━━━ Brano di lettura

“I canti di Inanna”: la prima di tutti gli dei a fare della parola poesia.

In Letteratura

È stata la prima a scendere negli Inferi, la prima ad usare la parola come percorso di conoscenza, la prima a scegliere il proprio amore. E la prima, nella storia dell’umanità, i cui miti sono diventati poesia. Lei è Inanna, la dea del Cielo e della Terra, amatissima e potente nell’antica Sumer e nell’intero tessuto di città-stato che, tra Iran e Iraq, diedero vita alla storia dell’uomo. Ora un libro raccoglie il grande corpus di inni, preghiere, leggende che dalle tavolette in cuneiforme restituisce la statura di una divinità potente e creatrice. Lo pubblica Mimesis.

La sabbia del deserto dove sorgevano le grandi città sumere nasconde e preserva meravigliosi tesori; oltre a vestigia di templi e regge, ogni anno gli archeologi portano alla luce centinaia di tavolette d’argilla incise con caratteri cuneiformi che ci raccontano la vita, le leggende, la storia, la religione delle popolazioni che abitavano la culla della nostra civiltà, e che risalgono a un tempo imprecisato tra i cinquemila e duemila anni prima di Cristo.
È grazie a queste continue scoperte che L’epopea di Gilgamesh, la più famosa di tutte, viene ripetutamente integrata, modificata e diventa sempre più bella, più ricca, più vitale.
Ed è così che Samuel Noah Kramer, studioso della scrittura cuneiforme, e Diane Wolkstein, studiosa di folklore che ha raccolto e registrato i racconti, le leggende e i canti delle moderne società contemporanee, hanno selezionato una serie di frammenti di inni, miti, salmi, canti d’amore, elegie funebri, proverbi, favole, che hanno come tema comune la divinità sumera più amata e venerata: sono I canti di Inanna, regina del cielo e della terra (Mimesis edizioni).

━━━━━━
━━━ Dati forniti

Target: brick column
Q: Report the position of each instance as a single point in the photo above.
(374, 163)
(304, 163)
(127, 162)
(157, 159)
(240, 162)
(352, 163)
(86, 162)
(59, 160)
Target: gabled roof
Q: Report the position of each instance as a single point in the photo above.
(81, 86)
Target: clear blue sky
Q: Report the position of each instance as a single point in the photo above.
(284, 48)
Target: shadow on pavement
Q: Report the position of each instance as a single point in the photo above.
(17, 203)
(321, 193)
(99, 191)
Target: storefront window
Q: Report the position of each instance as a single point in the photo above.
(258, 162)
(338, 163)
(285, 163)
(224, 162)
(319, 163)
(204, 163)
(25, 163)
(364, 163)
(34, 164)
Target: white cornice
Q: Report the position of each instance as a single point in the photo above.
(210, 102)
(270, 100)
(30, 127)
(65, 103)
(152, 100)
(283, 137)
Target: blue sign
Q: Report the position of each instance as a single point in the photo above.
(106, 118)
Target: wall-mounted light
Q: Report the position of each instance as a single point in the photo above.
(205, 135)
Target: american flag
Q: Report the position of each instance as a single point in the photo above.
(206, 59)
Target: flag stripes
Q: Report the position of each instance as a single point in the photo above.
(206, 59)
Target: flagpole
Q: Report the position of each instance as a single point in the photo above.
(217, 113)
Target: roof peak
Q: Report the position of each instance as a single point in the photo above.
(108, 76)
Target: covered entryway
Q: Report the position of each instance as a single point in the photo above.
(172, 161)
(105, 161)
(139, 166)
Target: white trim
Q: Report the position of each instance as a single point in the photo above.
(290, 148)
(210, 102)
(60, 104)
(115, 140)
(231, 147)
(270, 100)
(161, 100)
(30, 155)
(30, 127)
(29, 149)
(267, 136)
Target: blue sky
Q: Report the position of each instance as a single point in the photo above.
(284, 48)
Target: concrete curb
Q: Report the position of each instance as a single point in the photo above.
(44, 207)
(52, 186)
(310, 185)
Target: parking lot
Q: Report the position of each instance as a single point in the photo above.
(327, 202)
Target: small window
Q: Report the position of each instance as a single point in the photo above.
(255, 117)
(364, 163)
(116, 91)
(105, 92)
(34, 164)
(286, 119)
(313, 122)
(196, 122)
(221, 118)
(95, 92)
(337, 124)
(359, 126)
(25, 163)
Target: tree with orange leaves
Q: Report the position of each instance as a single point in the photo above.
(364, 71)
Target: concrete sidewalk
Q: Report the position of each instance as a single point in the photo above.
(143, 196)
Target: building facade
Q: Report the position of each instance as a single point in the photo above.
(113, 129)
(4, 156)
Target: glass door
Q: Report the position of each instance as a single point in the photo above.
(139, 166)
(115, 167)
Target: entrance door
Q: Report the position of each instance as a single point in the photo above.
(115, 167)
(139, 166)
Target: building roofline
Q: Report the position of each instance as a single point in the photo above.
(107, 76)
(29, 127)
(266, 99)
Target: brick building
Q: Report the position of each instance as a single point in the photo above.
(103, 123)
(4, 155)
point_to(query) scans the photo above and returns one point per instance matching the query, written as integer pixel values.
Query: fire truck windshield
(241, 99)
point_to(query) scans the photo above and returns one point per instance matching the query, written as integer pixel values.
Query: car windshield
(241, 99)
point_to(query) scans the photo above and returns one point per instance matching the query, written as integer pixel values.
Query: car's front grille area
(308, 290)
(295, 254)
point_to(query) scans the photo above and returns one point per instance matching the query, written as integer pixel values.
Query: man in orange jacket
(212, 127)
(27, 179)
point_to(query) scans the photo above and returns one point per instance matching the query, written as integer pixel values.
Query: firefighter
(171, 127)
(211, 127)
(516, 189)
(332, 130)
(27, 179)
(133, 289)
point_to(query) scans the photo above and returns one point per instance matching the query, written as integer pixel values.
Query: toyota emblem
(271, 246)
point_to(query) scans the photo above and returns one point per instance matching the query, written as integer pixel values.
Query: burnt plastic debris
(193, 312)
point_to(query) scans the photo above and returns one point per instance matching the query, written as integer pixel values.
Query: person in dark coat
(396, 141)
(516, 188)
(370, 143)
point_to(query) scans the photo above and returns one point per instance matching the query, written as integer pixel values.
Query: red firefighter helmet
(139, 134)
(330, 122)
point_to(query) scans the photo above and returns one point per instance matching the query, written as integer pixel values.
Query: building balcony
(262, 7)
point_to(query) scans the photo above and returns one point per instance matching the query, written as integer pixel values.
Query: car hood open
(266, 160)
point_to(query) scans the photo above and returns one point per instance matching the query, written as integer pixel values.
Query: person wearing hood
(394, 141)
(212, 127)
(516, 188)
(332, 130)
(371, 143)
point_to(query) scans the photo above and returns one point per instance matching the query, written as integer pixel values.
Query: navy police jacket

━━━━━━

Copia dal brano su Inanna il passo che va da "La sabbia del" a "ricca, più vitale.". Le voci non hanno alcun legame con il brano.

* [Risposta attesa]:
La sabbia del deserto dove sorgevano le grandi città sumere nasconde e preserva meravigliosi tesori; oltre a vestigia di templi e regge, ogni anno gli archeologi portano alla luce centinaia di tavolette d’argilla incise con caratteri cuneiformi che ci raccontano la vita, le leggende, la storia, la religione delle popolazioni che abitavano la culla della nostra civiltà, e che risalgono a un tempo imprecisato tra i cinquemila e duemila anni prima di Cristo.
È grazie a queste continue scoperte che L’epopea di Gilgamesh, la più famosa di tutte, viene ripetutamente integrata, modificata e diventa sempre più bella, più ricca, più vitale.